-------- DATA SUPPLIED
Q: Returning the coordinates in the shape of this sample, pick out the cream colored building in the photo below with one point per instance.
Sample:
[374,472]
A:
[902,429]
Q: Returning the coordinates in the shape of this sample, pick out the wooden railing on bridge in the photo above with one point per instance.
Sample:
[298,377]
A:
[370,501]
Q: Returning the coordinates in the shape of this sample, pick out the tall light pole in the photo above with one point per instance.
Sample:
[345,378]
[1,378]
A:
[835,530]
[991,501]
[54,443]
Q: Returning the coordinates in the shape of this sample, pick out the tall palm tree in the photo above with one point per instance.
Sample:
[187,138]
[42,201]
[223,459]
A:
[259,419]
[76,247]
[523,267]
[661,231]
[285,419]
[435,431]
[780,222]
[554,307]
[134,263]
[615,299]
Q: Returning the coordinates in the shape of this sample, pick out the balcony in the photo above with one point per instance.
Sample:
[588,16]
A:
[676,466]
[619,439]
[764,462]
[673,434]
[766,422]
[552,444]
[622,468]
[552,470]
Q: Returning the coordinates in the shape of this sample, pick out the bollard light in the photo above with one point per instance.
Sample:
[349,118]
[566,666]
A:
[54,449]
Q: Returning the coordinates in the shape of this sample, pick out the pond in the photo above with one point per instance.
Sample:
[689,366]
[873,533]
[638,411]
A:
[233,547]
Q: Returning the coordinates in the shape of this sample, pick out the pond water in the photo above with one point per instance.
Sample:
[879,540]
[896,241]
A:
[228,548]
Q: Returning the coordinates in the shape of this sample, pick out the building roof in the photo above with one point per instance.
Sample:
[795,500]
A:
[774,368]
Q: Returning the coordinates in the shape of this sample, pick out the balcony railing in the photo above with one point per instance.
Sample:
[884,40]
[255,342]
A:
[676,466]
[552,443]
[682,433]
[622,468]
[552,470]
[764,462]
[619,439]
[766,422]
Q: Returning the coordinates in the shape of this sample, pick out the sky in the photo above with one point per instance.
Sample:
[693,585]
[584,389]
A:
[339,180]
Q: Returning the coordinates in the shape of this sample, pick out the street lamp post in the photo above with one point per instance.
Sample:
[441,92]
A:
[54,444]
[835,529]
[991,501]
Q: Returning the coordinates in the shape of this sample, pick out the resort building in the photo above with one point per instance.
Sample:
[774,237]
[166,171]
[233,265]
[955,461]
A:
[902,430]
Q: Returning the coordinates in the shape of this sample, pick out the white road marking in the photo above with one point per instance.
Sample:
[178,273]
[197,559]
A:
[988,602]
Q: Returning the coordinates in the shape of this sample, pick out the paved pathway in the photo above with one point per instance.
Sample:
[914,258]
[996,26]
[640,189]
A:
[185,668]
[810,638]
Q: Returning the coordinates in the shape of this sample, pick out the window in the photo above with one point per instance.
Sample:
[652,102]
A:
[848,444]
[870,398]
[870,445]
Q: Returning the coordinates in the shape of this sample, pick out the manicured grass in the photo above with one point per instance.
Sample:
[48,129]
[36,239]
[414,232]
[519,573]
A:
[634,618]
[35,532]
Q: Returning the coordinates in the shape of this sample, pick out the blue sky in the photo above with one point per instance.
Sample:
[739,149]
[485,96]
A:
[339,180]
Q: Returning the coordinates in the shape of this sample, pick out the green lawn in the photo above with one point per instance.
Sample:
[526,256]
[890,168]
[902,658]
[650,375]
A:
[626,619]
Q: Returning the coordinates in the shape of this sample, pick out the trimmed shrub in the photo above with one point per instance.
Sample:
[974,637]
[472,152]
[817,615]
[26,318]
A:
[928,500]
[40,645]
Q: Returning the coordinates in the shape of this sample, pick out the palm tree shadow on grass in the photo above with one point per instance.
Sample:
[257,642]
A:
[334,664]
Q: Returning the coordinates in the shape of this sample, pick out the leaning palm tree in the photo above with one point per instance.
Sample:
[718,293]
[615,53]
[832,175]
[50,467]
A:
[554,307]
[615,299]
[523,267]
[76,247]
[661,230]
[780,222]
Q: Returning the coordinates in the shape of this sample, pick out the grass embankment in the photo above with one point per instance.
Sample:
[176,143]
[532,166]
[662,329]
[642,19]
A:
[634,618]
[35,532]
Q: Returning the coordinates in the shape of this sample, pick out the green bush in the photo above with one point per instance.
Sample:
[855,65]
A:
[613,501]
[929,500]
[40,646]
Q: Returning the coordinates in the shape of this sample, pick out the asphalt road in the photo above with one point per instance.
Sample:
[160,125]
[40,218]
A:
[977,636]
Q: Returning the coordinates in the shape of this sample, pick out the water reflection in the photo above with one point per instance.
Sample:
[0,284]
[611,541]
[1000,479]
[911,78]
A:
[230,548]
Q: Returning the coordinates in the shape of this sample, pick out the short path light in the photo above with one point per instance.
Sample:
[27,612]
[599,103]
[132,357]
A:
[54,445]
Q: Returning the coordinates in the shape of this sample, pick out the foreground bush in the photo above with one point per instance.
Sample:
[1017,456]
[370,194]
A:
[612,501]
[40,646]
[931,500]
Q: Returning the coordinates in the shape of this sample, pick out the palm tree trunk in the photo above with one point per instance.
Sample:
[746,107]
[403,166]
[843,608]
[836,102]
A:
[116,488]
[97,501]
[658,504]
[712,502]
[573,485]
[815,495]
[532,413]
----------------
Can you extract every one of the entries above and reproduce each line without changing anything?

* **RESPONSE TO THE TASK**:
Q: Returning the coordinates in the shape of this sample, pick out the cream colored building in the photo below with one point per instance.
Sample:
[374,472]
A:
[902,429]
Q: Returning the coordinates in the shape of this sample, pick out the wooden railing on bridge in the photo above with one point per instance.
Sample:
[298,377]
A:
[370,501]
Q: Returning the coordinates in the shape of this sample, pick out the tall light pole in the photo above with one point per instance.
Sample:
[345,378]
[1,378]
A:
[835,530]
[991,501]
[54,443]
Q: Returning the coordinates in the shape of this sample, pick out the tall palm tree in the photo above with one point per instance.
Sample:
[187,138]
[42,201]
[223,459]
A:
[259,419]
[76,247]
[523,267]
[661,231]
[285,419]
[435,431]
[780,222]
[554,307]
[134,263]
[615,299]
Q: Returning the coordinates in the shape of this sample, pick out the balcony in the photo above with one point per instance.
Sample:
[588,16]
A:
[676,466]
[619,439]
[764,462]
[673,434]
[766,422]
[552,444]
[622,468]
[552,470]
Q: Returning the coordinates in the shape of this sample, pick out the bollard light in the photo above with one point per instance.
Sample:
[349,118]
[566,666]
A:
[54,449]
Q: Returning the coordinates in the shape of this sample, pick out the pond in the photo above with one point per instance.
Sample:
[689,366]
[873,533]
[638,411]
A:
[233,547]
Q: Returning the coordinates in the shape of this sample, pick out the pond water in the photo above with one point per instance.
Sample:
[879,540]
[896,241]
A:
[228,548]
Q: Returning the coordinates in the shape of this sample, pick out the building roof in the photo above with one point per instance.
Sample:
[795,500]
A:
[774,368]
Q: Returning the coordinates in the shape of this sample, pick out the balcony railing in the photo above with one point per instance.
Sample:
[884,40]
[255,342]
A:
[676,466]
[552,443]
[682,433]
[622,468]
[552,470]
[764,462]
[619,439]
[766,422]
Q: Returning the coordinates in the shape of this sample, pick out the sky in the photo above with one point per instance.
Sample:
[693,585]
[584,389]
A:
[339,180]
Q: Returning the coordinates in the shape of this sample, pick out the street lamp post in the photo above with one point per instance.
Sample:
[441,92]
A:
[54,444]
[835,529]
[991,501]
Q: Returning the coordinates in the shape of this sample, pick out the resort building in the photo above with one point per instance.
Sample:
[774,237]
[166,171]
[233,265]
[955,461]
A:
[902,430]
Q: Returning the coordinates in the shape of this sample, pick out the white road marking in the photo above with one point per instance.
Sample:
[178,273]
[197,559]
A:
[988,602]
Q: Returning the coordinates in the shape of this sample, pick out the paved pathway in the photo above with one point per instance.
Sample:
[914,258]
[996,26]
[640,189]
A:
[185,668]
[810,638]
Q: Returning the coordinates in the shape of this sample, pick out the window in the photo above with one point per instance.
Sample:
[652,102]
A:
[848,444]
[870,398]
[870,445]
Q: Returning the coordinates in the shape of this sample, pick out the manicured grass in the photo above with one point per instance.
Sample:
[48,129]
[36,239]
[414,232]
[519,573]
A:
[634,618]
[35,532]
Q: Returning the coordinates in the shape of this sample, pick out the blue sky in the photo above with one point per instance.
Sample:
[739,149]
[485,96]
A:
[339,180]
Q: Returning the coordinates in the shape of this sample, pick out the green lawn in the photo above with one point per instance.
Sample:
[526,256]
[890,168]
[902,658]
[650,375]
A:
[626,619]
Q: Returning the coordinates in the shape of this sample, pick out the trimmed shrub in the photo above with one point per instance.
Sample:
[974,637]
[472,152]
[817,615]
[26,318]
A:
[928,500]
[40,645]
Q: Returning the coordinates in the shape of this sample, pick out the palm tree shadow on grass in the photo above with one point per instance.
Sample:
[257,642]
A:
[334,664]
Q: Returning the coordinates in the shape of this sample, pick out the leaning palm tree in the photo above with one point per instance.
Sample:
[718,293]
[615,53]
[832,175]
[50,467]
A:
[554,307]
[615,299]
[523,267]
[76,247]
[661,230]
[780,222]
Q: Returning the coordinates in the shape of this sample, pick out the grass embankment in the photo above with one point per instance.
Sample:
[176,143]
[532,166]
[662,329]
[642,19]
A:
[634,618]
[35,532]
Q: Returning the coordinates in the shape of this sample, pick out the green bush in the photo above with one point per instance.
Sample:
[855,65]
A:
[613,501]
[929,500]
[40,646]
Q: Returning the coordinates in the shape of this sample, pick out the asphalt road in the photo above with one point per instance.
Sample:
[160,125]
[40,218]
A:
[977,636]
Q: Returning the coordinates in the shape of this sample, pick out the water reflection in the photo above with one point per instance.
Sample:
[0,284]
[611,541]
[1000,479]
[911,78]
A:
[230,548]
Q: Returning the coordinates in the shape of this sample, pick out the short path light in the photo above with one point per instance.
Sample:
[27,612]
[599,103]
[132,357]
A:
[54,445]
Q: Returning the coordinates in the shape of this sample, pick out the foreground bush in the photo above with one point per instance.
Sample:
[1017,456]
[370,194]
A:
[612,501]
[40,646]
[931,500]
Q: Returning the coordinates in the shape of this sample, pick out the palm tree trunk in the photo above with one point per instance.
Sample:
[746,107]
[403,166]
[843,608]
[836,102]
A:
[116,488]
[97,501]
[658,504]
[712,502]
[573,485]
[815,495]
[532,413]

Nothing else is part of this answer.